### Text passage
## Begin
Package 'ggparty'

Title: 'ggplot' Visualizations for the 'partykit' Package
Description: Extends 'ggplot2' functionality to the 'partykit' package. 'ggparty' provides the necessary tools to create clearly structured and highly customizable visualizations for tree-objects of the class 'party'.
Authors: Martin Borkovec [aut, cre], Niyaz Madin [aut], Hadley Wickham [ctb], Winston Chang [ctb], Lionel Henry [ctb], Thomas Lin Pedersen [ctb], Kohske Takahashi [ctb], Claus Wilke [ctb], Kara Woo [ctb], Hiroaki Yutani [ctb]
Maintainer: Martin Borkovec <[email protected]>
License: GPL-2 | GPL-3
Version: 1.0.0
Built: 2025-02-28 05:33:57 UTC
Source: https://github.com/martin-borkovec/ggparty

Help Index


autoplot methods for party objects

Description

autoplot methods for party objects

Usage

## S3 method for class 'party'
autoplot(object, ...)

## S3 method for class 'constparty'
autoplot(object, ...)

## S3 method for class 'modelparty'
autoplot(object, plot_var = NULL, ...)

## S3 method for class 'lmtree'
autoplot(object, plot_var = NULL, show_fit = TRUE,
  ...)

Arguments

object

object of class party.

...

additional parameters

plot_var

Which covariate to plot against response. Defaults to second column in data of tree.
## End
### Dataset rows
## Begin
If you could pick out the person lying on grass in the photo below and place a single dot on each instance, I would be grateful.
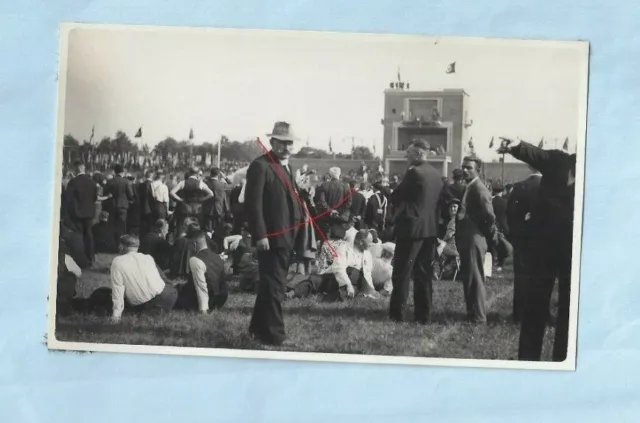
(348, 273)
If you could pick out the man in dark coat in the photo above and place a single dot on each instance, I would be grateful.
(275, 215)
(81, 196)
(147, 204)
(475, 234)
(552, 223)
(334, 204)
(121, 191)
(215, 209)
(358, 206)
(417, 200)
(520, 207)
(156, 245)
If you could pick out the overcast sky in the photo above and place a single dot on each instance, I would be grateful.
(238, 83)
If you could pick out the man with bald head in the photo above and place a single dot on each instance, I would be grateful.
(417, 202)
(335, 204)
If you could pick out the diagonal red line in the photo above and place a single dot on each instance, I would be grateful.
(302, 203)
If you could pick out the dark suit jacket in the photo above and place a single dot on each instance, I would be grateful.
(158, 248)
(522, 201)
(500, 211)
(417, 203)
(121, 191)
(480, 218)
(270, 205)
(218, 205)
(552, 218)
(81, 195)
(335, 196)
(358, 204)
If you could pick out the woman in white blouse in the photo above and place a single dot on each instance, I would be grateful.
(344, 270)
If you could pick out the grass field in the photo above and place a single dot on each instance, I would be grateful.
(355, 327)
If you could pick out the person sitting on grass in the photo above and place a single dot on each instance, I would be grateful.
(383, 269)
(156, 245)
(339, 278)
(244, 258)
(376, 245)
(206, 288)
(136, 278)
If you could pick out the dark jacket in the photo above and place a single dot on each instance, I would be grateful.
(417, 202)
(479, 216)
(552, 218)
(335, 195)
(358, 204)
(500, 210)
(522, 201)
(81, 196)
(271, 205)
(121, 191)
(158, 248)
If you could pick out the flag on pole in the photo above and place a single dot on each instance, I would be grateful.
(451, 68)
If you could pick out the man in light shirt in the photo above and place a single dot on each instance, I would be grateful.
(207, 287)
(339, 278)
(136, 278)
(160, 193)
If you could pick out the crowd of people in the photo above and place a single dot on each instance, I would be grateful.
(285, 236)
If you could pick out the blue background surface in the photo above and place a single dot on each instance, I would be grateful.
(37, 385)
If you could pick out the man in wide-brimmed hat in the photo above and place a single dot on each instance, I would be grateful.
(275, 216)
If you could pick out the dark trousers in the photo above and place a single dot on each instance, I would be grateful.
(119, 218)
(267, 322)
(472, 248)
(550, 263)
(164, 301)
(413, 258)
(85, 227)
(522, 270)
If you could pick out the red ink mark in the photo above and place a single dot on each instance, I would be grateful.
(311, 219)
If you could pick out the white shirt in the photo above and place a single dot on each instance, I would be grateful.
(201, 185)
(350, 234)
(198, 269)
(134, 276)
(160, 191)
(349, 256)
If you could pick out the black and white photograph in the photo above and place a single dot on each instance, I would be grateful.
(364, 198)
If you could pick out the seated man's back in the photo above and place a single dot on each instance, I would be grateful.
(136, 278)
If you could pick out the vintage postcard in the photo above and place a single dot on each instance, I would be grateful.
(296, 195)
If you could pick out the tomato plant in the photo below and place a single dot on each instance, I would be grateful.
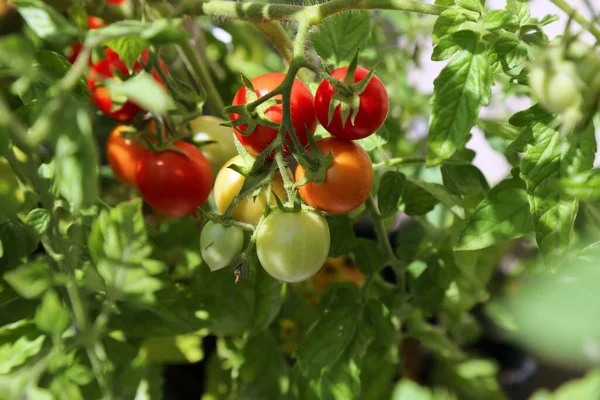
(175, 182)
(249, 209)
(302, 114)
(375, 199)
(348, 180)
(292, 246)
(361, 122)
(220, 244)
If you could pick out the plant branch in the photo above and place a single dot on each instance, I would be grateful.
(578, 17)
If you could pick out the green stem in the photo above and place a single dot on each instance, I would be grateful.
(273, 31)
(201, 70)
(260, 12)
(578, 17)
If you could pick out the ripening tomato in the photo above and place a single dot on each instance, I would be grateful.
(105, 69)
(220, 244)
(371, 113)
(209, 128)
(174, 183)
(75, 49)
(123, 154)
(302, 113)
(228, 184)
(292, 246)
(347, 183)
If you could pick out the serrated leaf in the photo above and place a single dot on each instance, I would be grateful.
(369, 257)
(453, 202)
(51, 316)
(459, 91)
(128, 48)
(30, 280)
(46, 22)
(503, 215)
(144, 91)
(38, 219)
(339, 36)
(547, 160)
(343, 239)
(500, 19)
(448, 22)
(464, 179)
(389, 193)
(507, 53)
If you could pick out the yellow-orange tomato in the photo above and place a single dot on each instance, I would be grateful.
(348, 181)
(123, 154)
(228, 184)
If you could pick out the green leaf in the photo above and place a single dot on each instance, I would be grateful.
(507, 53)
(448, 22)
(30, 280)
(128, 48)
(587, 387)
(338, 38)
(464, 179)
(18, 342)
(459, 91)
(38, 219)
(500, 19)
(76, 159)
(453, 202)
(407, 389)
(433, 338)
(120, 234)
(389, 193)
(343, 239)
(584, 186)
(52, 317)
(46, 21)
(144, 91)
(503, 215)
(546, 161)
(369, 256)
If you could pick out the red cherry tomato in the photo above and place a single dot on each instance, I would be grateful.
(75, 49)
(302, 113)
(105, 69)
(174, 183)
(348, 181)
(123, 154)
(371, 113)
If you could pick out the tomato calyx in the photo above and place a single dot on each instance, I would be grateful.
(347, 94)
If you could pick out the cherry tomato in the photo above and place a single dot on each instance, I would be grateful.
(75, 49)
(556, 89)
(302, 113)
(207, 128)
(371, 113)
(123, 154)
(220, 244)
(172, 182)
(105, 69)
(347, 183)
(228, 184)
(292, 246)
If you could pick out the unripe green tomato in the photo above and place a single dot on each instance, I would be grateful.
(556, 89)
(293, 246)
(207, 127)
(11, 195)
(220, 244)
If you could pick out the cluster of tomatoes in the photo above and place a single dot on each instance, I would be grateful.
(175, 177)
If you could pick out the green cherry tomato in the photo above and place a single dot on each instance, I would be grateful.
(208, 128)
(292, 246)
(220, 244)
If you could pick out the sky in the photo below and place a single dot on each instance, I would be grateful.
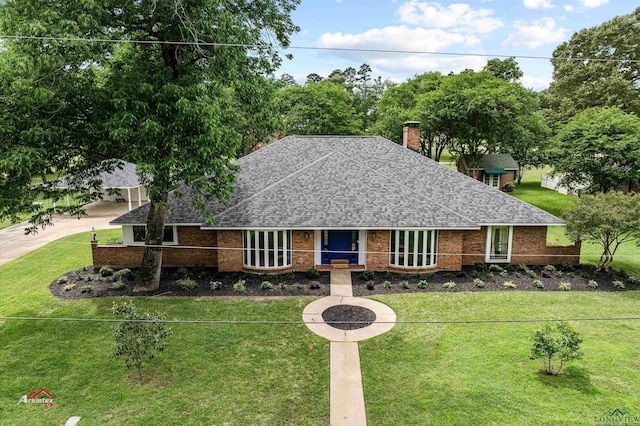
(492, 27)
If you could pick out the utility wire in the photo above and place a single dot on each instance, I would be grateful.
(337, 49)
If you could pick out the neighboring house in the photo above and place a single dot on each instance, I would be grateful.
(496, 170)
(124, 179)
(365, 201)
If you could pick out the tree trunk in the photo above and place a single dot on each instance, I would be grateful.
(148, 277)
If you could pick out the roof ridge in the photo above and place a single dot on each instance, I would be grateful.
(407, 186)
(276, 183)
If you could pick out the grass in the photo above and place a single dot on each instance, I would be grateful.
(209, 374)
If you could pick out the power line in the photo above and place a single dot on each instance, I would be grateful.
(336, 49)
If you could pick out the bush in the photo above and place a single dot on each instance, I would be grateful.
(617, 284)
(187, 284)
(449, 284)
(117, 285)
(478, 283)
(240, 287)
(368, 275)
(556, 344)
(106, 271)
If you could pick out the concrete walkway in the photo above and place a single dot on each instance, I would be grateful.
(13, 242)
(346, 396)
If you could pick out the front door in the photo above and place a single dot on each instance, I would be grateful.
(339, 245)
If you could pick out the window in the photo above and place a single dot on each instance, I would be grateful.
(412, 248)
(140, 231)
(493, 180)
(266, 249)
(499, 244)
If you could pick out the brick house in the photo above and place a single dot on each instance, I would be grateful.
(363, 200)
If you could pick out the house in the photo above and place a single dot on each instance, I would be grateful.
(365, 201)
(496, 170)
(123, 178)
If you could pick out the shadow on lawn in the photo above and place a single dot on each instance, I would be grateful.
(572, 377)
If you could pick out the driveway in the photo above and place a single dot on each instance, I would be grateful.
(13, 242)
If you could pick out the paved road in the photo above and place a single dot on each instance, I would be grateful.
(13, 242)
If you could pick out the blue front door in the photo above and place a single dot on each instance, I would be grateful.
(340, 245)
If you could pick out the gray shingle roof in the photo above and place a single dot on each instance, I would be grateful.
(350, 182)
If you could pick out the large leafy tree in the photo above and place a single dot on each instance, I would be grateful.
(165, 100)
(606, 219)
(318, 109)
(599, 148)
(596, 68)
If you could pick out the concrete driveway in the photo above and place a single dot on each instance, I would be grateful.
(13, 242)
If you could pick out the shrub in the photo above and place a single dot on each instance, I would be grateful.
(117, 285)
(478, 283)
(313, 272)
(137, 340)
(240, 287)
(449, 284)
(106, 271)
(617, 284)
(368, 275)
(556, 344)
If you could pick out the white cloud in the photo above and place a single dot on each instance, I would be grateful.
(538, 33)
(404, 38)
(593, 3)
(460, 17)
(537, 4)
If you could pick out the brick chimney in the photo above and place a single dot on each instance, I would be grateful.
(411, 135)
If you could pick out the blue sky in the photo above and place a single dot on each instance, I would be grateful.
(504, 27)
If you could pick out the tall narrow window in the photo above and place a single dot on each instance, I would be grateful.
(412, 248)
(267, 249)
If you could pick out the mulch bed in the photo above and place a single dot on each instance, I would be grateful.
(87, 282)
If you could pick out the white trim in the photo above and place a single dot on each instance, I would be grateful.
(487, 254)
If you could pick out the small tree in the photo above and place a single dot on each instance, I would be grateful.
(556, 344)
(607, 220)
(136, 338)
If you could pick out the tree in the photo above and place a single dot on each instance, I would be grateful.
(318, 109)
(506, 69)
(165, 105)
(138, 336)
(556, 344)
(595, 68)
(598, 148)
(606, 219)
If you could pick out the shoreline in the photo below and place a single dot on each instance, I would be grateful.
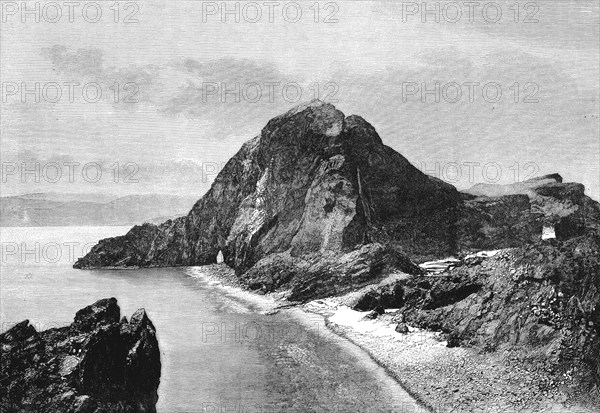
(436, 377)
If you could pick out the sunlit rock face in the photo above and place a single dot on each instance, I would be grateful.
(316, 185)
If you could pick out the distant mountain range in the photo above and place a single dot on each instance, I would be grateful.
(63, 209)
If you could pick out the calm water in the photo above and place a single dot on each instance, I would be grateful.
(220, 351)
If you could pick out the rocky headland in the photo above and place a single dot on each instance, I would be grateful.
(317, 206)
(101, 363)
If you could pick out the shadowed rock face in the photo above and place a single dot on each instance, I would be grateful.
(315, 186)
(97, 364)
(538, 304)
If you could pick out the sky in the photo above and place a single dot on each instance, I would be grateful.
(510, 92)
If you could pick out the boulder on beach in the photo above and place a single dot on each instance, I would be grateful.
(100, 363)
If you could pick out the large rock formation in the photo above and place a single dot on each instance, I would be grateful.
(539, 305)
(97, 364)
(316, 186)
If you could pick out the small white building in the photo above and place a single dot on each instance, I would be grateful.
(548, 232)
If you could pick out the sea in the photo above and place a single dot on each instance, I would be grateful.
(222, 349)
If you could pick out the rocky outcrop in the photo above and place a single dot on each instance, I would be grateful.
(317, 198)
(313, 184)
(100, 363)
(538, 304)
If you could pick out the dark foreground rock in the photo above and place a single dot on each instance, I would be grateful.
(317, 204)
(98, 364)
(537, 305)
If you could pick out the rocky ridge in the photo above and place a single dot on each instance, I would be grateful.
(317, 204)
(99, 363)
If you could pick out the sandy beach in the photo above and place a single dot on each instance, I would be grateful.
(439, 378)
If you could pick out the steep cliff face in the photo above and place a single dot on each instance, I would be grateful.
(97, 364)
(315, 186)
(313, 182)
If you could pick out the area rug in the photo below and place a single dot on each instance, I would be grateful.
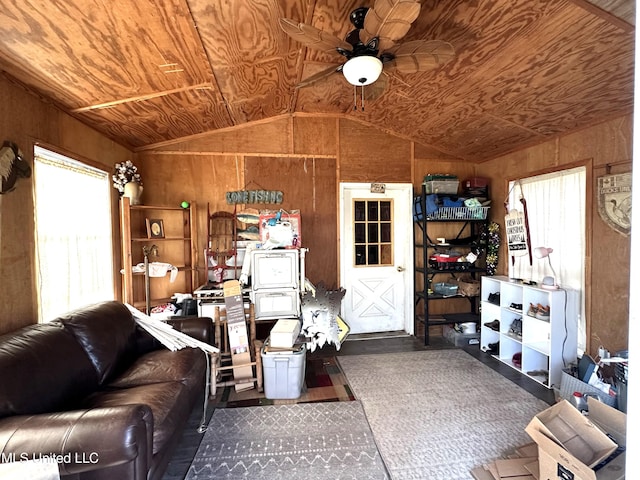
## End
### Tasks to carry out
a: Does each statement below agree with the ggparty package page?
(i) The package is released under the MIT license.
(ii) If no value is given, plot_var uses the second column in the tree's data.
(iii) For the lmtree method, show_fit defaults to FALSE.
Answer each with yes or no and quote the words of the page that decide it.
b: Proceed with the ggparty package documentation, starting right after its last line.

### Answers given
a:
(i) No: "License: GPL-2 | GPL-3"
(ii) Yes: "Defaults to second column in data of tree."
(iii) No: "show_fit = TRUE"

b:
show_fit

If TRUE fitted_values are drawn.

Examples

library(ggparty)

data("WeatherPlay", package = "partykit")
sp_o <- partysplit(1L, index = 1:3)
sp_h <- partysplit(3L, breaks = 75)
sp_w <- partysplit(4L, index = 1:2)
pn <- partynode(1L, split = sp_o, kids = list(
  partynode(2L, split = sp_h, kids = list(
    partynode(3L, info = "yes"),
    partynode(4L, info = "no"))),
  partynode(5L, info = "yes"),
  partynode(6L, split = sp_w, kids = list(
    partynode(7L, info = "yes"),
    partynode(8L, info = "no")))))
py <- party(pn, WeatherPlay)

autoplot(py)

Draw edges

Description

Draws edges between children and parent nodes. Wrapper for ggplot2::geom_segment()

Usage

geom_edge(mapping = NULL, nudge_x = 0, nudge_y = 0, ids = NULL,
  show.legend = NA, ...)

Arguments

mapping

Mapping of x, y, xend and yend defaults to ids' and their parent's coordinates. Other mappings can be added here as aes().

nudge_x, nudge_y

Nudge labels.

ids

Choose which edges to draw by their children's ids.

show.legend

logical See layer().

...

Additional arguments for geom_segment().

See Also

ggparty(), geom_edge()

Examples

library(ggparty)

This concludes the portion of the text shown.